* [PROBLEM DESCRIPTION] Give back every line of the data, transcribed exactly.

* [DATA PROVIDED]
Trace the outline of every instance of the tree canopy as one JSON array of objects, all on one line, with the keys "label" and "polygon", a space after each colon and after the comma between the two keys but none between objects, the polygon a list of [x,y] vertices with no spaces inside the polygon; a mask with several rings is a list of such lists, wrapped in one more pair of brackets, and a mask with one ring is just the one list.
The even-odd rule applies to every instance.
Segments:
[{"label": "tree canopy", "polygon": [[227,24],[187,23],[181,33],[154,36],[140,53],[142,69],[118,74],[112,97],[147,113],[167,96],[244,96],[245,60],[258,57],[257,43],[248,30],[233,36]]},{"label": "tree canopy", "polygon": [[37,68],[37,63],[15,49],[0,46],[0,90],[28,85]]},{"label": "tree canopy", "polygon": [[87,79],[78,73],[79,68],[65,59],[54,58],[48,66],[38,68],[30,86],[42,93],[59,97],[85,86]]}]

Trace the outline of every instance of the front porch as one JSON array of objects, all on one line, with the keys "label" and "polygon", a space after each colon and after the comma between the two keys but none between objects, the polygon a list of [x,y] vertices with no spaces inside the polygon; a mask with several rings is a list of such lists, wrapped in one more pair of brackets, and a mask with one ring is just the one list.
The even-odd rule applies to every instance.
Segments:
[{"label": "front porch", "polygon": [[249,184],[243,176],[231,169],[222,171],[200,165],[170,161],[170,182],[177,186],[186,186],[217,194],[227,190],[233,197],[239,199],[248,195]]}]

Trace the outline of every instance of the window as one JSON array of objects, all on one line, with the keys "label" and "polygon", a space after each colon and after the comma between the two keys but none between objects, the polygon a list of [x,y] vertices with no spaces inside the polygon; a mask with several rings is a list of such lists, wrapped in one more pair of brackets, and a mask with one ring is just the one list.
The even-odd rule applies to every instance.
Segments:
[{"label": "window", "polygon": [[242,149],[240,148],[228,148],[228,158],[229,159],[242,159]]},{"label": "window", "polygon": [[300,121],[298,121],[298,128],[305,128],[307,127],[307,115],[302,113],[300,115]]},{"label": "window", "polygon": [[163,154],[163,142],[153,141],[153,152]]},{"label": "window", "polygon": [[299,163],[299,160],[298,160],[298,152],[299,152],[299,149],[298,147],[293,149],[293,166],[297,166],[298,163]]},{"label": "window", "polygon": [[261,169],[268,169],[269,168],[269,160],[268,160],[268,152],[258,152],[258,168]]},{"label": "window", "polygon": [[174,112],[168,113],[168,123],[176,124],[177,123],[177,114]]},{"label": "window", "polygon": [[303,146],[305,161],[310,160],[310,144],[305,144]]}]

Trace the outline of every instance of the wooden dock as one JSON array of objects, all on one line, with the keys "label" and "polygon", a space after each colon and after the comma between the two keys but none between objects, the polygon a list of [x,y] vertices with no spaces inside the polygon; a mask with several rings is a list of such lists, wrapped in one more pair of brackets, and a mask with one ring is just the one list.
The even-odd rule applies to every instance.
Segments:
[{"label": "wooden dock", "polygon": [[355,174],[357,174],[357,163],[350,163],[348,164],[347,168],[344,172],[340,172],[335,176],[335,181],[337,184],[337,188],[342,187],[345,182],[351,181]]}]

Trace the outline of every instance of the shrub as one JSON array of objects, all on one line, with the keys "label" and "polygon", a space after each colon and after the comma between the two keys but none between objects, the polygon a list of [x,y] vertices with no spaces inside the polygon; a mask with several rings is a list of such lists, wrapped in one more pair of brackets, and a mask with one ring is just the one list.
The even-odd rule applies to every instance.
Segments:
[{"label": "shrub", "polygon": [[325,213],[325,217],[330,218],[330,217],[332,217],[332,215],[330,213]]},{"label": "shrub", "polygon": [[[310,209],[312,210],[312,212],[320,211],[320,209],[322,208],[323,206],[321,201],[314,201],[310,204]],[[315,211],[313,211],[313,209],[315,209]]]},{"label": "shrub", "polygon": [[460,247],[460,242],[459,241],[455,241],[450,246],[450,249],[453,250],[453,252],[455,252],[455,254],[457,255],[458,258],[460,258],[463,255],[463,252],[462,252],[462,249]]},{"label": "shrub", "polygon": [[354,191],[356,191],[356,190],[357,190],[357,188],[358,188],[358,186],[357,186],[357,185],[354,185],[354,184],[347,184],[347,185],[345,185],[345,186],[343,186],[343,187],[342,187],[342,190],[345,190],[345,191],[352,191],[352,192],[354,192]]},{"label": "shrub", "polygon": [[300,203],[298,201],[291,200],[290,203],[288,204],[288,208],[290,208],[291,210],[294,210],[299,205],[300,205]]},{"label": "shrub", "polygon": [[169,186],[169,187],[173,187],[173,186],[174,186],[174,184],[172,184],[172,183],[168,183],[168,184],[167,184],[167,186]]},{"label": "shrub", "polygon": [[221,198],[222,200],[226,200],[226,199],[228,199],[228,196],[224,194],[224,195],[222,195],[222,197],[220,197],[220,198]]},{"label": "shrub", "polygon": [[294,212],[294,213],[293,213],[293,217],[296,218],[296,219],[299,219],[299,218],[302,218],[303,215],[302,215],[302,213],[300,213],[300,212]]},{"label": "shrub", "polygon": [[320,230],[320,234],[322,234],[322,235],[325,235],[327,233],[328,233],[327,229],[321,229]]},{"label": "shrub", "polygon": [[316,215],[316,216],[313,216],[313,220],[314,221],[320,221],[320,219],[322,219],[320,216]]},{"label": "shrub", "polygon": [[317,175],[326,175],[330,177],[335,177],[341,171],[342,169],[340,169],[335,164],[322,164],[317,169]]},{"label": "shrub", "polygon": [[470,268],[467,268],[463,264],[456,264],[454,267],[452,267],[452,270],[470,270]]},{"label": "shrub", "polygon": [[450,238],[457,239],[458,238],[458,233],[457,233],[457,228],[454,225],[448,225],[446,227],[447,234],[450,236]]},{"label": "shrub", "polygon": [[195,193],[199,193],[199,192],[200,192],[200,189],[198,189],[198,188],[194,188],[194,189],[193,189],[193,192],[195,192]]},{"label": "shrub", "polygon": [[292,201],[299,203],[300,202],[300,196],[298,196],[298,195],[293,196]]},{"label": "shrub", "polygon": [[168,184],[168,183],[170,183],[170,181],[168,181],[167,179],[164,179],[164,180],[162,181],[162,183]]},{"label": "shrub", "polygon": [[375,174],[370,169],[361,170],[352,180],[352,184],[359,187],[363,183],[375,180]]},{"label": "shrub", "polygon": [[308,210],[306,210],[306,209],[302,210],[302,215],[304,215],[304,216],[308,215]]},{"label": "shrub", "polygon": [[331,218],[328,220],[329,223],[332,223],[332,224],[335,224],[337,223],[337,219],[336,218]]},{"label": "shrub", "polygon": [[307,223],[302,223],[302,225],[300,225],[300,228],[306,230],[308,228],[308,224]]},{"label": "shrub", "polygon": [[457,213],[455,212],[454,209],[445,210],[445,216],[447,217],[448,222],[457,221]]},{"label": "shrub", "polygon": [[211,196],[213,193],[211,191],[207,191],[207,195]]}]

* [OUTPUT]
Trace the outline of every instance of the tree canopy as one JSON array of objects, all on one line, with the keys "label" and "polygon", a space after each colon and after the comma between the two keys but none between objects, the polygon a list of [x,y] vertices with no spaces inside the polygon; a mask with several rings is a list of such lists, wrapped in one more pair of brackets, and a mask with one ring is just the one list.
The even-odd rule applies to every instance.
Segments:
[{"label": "tree canopy", "polygon": [[227,24],[187,23],[181,33],[154,36],[140,53],[142,69],[118,74],[112,97],[147,113],[167,96],[244,96],[245,60],[258,57],[257,43],[248,30],[233,36]]},{"label": "tree canopy", "polygon": [[37,68],[37,63],[15,49],[0,46],[0,90],[28,85]]},{"label": "tree canopy", "polygon": [[87,79],[78,73],[79,68],[65,59],[54,58],[48,66],[38,68],[30,86],[42,93],[59,97],[85,86]]}]

Trace the outline of every instance of the front porch as one JSON array of objects, all on one line, with the keys "label" and "polygon", a space after each colon and after the comma between the two keys but none between objects, the polygon a list of [x,y] vertices with no spaces inside the polygon; a mask with several rings is a list of such lists, wrapped in one more pair of brackets, and a mask with one ring is just the one list.
The even-odd rule applies to every instance.
Segments:
[{"label": "front porch", "polygon": [[249,184],[243,176],[231,169],[222,171],[200,165],[170,161],[170,182],[177,186],[186,186],[217,194],[227,190],[233,197],[239,199],[248,195]]}]

Trace the outline of every instance of the window as one JSON array of objects, all on one line, with the keys "label" and "polygon", a space after each colon and after the comma between the two keys but none between objects, the polygon a list of [x,y] vertices with no spaces inside the polygon; a mask with several rings is a list of such lists, wrapped in one more pair of brackets, and a mask with one ring is just the one list.
The even-odd rule applies to every instance.
Segments:
[{"label": "window", "polygon": [[242,149],[240,148],[228,148],[228,158],[229,159],[242,159]]},{"label": "window", "polygon": [[300,121],[298,121],[298,128],[305,128],[307,127],[307,115],[302,113],[300,115]]},{"label": "window", "polygon": [[163,154],[163,142],[153,141],[153,152]]},{"label": "window", "polygon": [[299,163],[299,160],[298,160],[298,152],[299,152],[299,149],[298,147],[293,149],[293,166],[297,166],[298,163]]},{"label": "window", "polygon": [[261,169],[268,169],[269,168],[269,160],[268,160],[268,152],[258,152],[258,168]]},{"label": "window", "polygon": [[174,112],[168,113],[168,123],[176,124],[177,123],[177,114]]},{"label": "window", "polygon": [[303,146],[305,161],[310,160],[310,144],[305,144]]}]

Trace the outline of every instance of the wooden dock as one JSON array of objects, all on one line, with the keys "label" and "polygon", a space after each colon and after the comma between the two keys but none between objects, the polygon a list of [x,y] vertices with no spaces inside the polygon; a mask with several rings is a list of such lists, wrapped in one more pair of brackets, and a mask with one ring is just the one list.
The even-odd rule applies to every instance.
Segments:
[{"label": "wooden dock", "polygon": [[355,174],[357,174],[357,163],[350,163],[348,164],[347,168],[344,172],[340,172],[335,176],[335,181],[337,184],[337,188],[342,187],[345,182],[351,181]]}]

Trace the outline of every instance of the shrub as one JSON array of objects, all on one line, with the keys "label" and "polygon", a space after each colon and after the comma between the two keys but none between objects, the polygon a list of [x,y] vertices with no spaces inside the polygon; a mask with several rings is a list of such lists, wrapped in one more pair of brackets, and a mask with one ring is just the one list.
The even-odd rule applies to every instance.
Segments:
[{"label": "shrub", "polygon": [[325,213],[325,217],[330,218],[330,217],[332,217],[332,215],[330,213]]},{"label": "shrub", "polygon": [[[310,209],[312,210],[312,212],[320,211],[320,209],[322,208],[323,206],[321,201],[314,201],[310,204]],[[315,211],[313,211],[313,209],[315,209]]]},{"label": "shrub", "polygon": [[460,247],[460,242],[459,241],[455,241],[450,246],[450,249],[453,250],[453,252],[455,252],[455,254],[457,255],[458,258],[460,258],[463,255],[463,252],[462,252],[462,249]]},{"label": "shrub", "polygon": [[354,191],[356,191],[356,190],[357,190],[357,188],[358,188],[358,186],[357,186],[357,185],[354,185],[354,184],[347,184],[347,185],[345,185],[345,186],[343,186],[343,187],[342,187],[342,190],[345,190],[345,191],[352,191],[352,192],[354,192]]},{"label": "shrub", "polygon": [[300,203],[298,201],[291,200],[290,203],[288,204],[288,208],[290,208],[291,210],[294,210],[299,205],[300,205]]},{"label": "shrub", "polygon": [[169,186],[169,187],[173,187],[173,186],[174,186],[174,184],[172,184],[172,183],[168,183],[168,184],[167,184],[167,186]]},{"label": "shrub", "polygon": [[221,198],[222,200],[226,200],[226,199],[228,199],[228,196],[224,194],[224,195],[222,195],[222,197],[220,197],[220,198]]},{"label": "shrub", "polygon": [[294,212],[294,213],[293,213],[293,217],[296,218],[296,219],[299,219],[299,218],[302,218],[303,215],[302,215],[302,213],[300,213],[300,212]]},{"label": "shrub", "polygon": [[320,230],[320,234],[322,234],[322,235],[325,235],[327,233],[328,233],[327,229],[321,229]]},{"label": "shrub", "polygon": [[316,215],[316,216],[313,216],[313,220],[314,221],[320,221],[320,219],[322,219],[320,216]]},{"label": "shrub", "polygon": [[317,175],[326,175],[330,177],[335,177],[341,171],[342,169],[340,169],[335,164],[322,164],[317,169]]},{"label": "shrub", "polygon": [[470,268],[467,268],[463,264],[456,264],[454,267],[452,267],[452,270],[470,270]]},{"label": "shrub", "polygon": [[450,238],[457,239],[458,238],[458,233],[457,233],[457,228],[454,225],[448,225],[446,227],[447,234],[450,236]]},{"label": "shrub", "polygon": [[195,193],[199,193],[199,192],[200,192],[200,189],[198,189],[198,188],[194,188],[194,189],[193,189],[193,192],[195,192]]},{"label": "shrub", "polygon": [[292,201],[299,203],[300,202],[300,196],[298,196],[298,195],[293,196]]},{"label": "shrub", "polygon": [[168,184],[168,183],[170,183],[170,181],[168,181],[167,179],[164,179],[164,180],[162,181],[162,183]]},{"label": "shrub", "polygon": [[375,174],[370,169],[361,170],[352,180],[352,184],[359,187],[363,183],[375,180]]},{"label": "shrub", "polygon": [[308,210],[306,210],[306,209],[302,210],[302,215],[304,215],[304,216],[308,215]]},{"label": "shrub", "polygon": [[331,218],[328,220],[329,223],[332,223],[332,224],[335,224],[337,223],[337,219],[336,218]]},{"label": "shrub", "polygon": [[307,223],[302,223],[302,225],[300,225],[300,228],[306,230],[308,228],[308,224]]},{"label": "shrub", "polygon": [[457,213],[455,212],[454,209],[445,210],[445,216],[447,217],[448,222],[457,221]]},{"label": "shrub", "polygon": [[211,196],[213,193],[211,191],[207,191],[207,195]]}]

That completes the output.